[Exercise description] From the records below, copy out each line that has the word "shirt".

Dataset extract Block Start

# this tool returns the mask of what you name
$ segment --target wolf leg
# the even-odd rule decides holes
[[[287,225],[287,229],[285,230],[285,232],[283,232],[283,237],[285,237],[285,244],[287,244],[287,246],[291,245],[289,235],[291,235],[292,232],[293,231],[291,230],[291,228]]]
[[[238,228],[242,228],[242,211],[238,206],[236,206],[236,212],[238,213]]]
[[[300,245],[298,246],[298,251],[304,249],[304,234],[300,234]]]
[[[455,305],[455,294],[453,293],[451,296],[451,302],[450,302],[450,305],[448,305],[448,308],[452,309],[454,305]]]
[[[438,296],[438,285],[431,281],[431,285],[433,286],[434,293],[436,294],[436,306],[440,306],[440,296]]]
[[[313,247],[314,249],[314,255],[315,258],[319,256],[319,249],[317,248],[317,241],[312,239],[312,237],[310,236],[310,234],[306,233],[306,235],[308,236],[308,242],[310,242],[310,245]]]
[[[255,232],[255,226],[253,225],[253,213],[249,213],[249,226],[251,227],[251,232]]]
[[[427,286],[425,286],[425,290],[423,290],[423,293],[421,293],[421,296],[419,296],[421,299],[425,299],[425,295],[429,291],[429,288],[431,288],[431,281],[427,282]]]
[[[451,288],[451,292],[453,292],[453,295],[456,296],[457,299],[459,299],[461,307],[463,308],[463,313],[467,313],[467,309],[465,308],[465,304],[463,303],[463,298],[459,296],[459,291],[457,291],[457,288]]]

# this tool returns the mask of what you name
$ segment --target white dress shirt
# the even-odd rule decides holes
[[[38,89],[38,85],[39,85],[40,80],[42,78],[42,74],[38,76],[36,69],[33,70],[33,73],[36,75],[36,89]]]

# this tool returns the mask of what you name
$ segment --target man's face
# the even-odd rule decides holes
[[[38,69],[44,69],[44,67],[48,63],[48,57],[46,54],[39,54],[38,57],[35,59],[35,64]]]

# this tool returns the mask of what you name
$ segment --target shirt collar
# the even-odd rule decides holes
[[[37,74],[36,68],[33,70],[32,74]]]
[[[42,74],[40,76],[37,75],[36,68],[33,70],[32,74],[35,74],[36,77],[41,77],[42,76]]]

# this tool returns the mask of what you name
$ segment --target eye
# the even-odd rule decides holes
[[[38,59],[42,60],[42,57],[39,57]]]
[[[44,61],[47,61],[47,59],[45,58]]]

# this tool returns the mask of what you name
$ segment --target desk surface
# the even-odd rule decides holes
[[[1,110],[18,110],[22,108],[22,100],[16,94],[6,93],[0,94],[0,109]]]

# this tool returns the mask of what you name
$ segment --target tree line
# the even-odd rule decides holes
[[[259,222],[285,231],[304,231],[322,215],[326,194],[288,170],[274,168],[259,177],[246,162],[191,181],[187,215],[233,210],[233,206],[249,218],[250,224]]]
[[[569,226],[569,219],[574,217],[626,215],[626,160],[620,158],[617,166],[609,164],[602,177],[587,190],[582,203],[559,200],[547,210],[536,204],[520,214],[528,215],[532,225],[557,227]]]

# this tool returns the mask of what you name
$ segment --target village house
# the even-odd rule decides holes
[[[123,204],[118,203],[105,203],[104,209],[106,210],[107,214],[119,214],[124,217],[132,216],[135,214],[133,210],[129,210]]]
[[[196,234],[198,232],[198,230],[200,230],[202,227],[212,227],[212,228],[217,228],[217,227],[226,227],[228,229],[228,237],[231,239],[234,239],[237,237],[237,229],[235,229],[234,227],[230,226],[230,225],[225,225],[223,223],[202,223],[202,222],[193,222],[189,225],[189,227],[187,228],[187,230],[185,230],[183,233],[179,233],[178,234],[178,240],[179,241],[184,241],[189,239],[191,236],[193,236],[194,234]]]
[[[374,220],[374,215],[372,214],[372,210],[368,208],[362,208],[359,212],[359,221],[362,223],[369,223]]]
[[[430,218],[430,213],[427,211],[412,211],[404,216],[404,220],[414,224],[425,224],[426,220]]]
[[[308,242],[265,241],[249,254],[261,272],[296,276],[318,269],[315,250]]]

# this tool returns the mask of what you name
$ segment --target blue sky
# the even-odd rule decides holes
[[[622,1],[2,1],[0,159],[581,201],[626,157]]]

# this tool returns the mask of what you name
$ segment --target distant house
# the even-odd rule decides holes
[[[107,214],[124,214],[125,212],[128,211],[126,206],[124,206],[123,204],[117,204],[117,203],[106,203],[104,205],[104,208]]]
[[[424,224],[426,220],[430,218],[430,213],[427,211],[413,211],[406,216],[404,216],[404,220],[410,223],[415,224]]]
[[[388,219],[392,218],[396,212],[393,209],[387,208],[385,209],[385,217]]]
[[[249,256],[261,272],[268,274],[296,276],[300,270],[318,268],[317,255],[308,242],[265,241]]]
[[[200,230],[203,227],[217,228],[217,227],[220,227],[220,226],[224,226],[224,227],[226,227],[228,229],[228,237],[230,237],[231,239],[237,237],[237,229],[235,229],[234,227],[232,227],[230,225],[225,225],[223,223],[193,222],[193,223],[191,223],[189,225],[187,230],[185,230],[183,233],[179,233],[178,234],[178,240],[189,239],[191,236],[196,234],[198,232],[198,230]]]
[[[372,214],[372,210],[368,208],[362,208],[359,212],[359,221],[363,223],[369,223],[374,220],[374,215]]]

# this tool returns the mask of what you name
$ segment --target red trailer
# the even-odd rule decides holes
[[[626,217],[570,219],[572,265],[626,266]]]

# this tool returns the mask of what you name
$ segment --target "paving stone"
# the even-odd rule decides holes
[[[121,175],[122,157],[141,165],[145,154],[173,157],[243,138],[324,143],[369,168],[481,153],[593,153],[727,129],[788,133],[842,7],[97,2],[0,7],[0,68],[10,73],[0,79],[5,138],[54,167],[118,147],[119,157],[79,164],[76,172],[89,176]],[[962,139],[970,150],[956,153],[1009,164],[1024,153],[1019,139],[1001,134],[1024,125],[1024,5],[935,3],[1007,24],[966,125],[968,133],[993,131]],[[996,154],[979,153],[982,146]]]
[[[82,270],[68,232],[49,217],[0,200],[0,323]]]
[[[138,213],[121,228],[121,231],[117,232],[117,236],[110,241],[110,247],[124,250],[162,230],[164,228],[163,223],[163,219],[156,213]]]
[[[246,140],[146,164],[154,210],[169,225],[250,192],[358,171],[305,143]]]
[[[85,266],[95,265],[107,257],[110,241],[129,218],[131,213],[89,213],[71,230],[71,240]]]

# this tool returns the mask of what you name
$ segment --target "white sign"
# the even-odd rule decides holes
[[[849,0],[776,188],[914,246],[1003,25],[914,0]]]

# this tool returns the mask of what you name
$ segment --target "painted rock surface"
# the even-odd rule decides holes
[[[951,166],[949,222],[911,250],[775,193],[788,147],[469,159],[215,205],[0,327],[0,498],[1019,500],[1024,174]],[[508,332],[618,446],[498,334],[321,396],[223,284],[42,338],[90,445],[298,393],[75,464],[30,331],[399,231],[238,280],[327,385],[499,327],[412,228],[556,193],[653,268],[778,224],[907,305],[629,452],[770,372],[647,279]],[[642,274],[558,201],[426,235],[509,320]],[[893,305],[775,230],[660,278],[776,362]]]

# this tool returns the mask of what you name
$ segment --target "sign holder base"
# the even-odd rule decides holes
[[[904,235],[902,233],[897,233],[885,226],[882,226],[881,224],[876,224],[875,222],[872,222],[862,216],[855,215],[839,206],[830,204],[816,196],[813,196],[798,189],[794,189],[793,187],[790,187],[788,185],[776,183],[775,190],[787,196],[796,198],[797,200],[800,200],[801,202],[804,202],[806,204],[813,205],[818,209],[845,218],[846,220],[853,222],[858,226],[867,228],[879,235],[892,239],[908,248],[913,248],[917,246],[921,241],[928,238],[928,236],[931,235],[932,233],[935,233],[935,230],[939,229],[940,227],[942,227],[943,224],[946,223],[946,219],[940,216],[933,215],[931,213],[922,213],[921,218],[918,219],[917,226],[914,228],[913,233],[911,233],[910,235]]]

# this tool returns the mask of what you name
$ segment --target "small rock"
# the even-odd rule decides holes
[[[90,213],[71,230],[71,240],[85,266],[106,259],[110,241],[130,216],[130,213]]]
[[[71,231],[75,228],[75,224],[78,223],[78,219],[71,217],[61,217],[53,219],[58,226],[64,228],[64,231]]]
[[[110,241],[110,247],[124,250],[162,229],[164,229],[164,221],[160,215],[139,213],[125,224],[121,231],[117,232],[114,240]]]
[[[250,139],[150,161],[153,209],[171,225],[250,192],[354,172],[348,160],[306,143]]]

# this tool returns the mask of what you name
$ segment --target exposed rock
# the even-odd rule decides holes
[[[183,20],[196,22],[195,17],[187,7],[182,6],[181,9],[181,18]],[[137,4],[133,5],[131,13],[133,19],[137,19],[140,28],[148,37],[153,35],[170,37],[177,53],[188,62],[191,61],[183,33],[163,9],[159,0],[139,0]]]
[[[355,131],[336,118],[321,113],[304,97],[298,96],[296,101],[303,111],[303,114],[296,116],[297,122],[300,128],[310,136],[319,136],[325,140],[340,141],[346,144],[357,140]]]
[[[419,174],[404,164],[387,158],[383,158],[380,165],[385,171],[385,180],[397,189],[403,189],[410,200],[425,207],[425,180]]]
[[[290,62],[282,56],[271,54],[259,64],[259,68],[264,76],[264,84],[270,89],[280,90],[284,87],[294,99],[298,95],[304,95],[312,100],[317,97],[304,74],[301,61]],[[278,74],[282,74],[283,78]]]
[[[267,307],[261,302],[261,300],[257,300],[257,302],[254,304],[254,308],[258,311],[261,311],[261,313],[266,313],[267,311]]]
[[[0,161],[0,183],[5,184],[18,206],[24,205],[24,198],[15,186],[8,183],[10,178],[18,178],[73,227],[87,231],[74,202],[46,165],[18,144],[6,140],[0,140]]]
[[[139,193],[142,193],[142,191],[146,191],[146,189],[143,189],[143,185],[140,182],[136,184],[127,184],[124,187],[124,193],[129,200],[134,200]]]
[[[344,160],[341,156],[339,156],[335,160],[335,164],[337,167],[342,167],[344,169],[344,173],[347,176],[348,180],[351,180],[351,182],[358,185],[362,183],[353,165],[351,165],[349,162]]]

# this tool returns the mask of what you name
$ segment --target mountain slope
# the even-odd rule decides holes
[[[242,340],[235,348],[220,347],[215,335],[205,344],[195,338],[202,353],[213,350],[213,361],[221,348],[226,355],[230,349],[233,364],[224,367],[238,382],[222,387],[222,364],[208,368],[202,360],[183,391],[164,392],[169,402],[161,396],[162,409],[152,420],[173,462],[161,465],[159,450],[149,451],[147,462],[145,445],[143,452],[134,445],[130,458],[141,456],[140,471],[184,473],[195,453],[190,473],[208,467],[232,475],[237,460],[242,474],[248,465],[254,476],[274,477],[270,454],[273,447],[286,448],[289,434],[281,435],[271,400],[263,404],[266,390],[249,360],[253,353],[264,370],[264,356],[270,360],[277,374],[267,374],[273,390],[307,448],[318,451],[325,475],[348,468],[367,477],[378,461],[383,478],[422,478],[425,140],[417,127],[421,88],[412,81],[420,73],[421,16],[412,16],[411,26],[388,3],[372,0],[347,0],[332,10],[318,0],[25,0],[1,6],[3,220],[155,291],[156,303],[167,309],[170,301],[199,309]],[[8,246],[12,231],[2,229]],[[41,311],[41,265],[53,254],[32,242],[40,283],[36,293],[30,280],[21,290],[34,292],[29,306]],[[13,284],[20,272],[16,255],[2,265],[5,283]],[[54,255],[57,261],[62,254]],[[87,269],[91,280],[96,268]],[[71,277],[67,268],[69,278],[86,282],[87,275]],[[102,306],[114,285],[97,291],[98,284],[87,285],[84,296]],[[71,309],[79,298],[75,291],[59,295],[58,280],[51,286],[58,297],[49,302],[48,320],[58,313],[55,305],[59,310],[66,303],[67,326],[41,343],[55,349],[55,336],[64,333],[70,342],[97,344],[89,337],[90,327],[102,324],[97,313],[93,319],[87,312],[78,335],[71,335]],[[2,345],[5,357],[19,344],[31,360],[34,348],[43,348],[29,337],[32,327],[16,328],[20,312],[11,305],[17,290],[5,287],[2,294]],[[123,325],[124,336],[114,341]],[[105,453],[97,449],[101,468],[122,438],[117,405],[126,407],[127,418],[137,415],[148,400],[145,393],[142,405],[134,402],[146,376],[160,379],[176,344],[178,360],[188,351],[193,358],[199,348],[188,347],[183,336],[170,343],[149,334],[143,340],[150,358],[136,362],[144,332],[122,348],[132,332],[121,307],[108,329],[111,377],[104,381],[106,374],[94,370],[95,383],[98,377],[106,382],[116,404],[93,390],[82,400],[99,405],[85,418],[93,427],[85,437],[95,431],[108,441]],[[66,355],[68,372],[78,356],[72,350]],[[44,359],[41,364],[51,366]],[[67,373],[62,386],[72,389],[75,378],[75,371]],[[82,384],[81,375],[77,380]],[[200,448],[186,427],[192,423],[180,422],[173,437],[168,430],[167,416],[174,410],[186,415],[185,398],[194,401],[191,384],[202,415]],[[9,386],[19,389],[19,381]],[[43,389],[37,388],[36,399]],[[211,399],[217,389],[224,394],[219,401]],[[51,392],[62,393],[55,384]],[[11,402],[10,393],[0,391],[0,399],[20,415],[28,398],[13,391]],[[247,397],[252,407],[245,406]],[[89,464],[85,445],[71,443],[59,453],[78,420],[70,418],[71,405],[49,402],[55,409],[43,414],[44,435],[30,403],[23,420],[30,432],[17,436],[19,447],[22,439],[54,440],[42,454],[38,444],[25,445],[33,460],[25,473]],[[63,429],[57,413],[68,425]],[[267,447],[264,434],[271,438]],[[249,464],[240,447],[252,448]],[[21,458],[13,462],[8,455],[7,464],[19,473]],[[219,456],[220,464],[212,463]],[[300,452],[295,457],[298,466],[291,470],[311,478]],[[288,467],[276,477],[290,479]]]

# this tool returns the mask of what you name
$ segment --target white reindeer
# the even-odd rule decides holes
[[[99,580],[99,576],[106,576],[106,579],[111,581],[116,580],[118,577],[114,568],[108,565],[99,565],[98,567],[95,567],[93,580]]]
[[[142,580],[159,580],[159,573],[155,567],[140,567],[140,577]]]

Dataset extract Block End

[Task output]
$ segment --target white dress shirt
$ segment --target shirt collar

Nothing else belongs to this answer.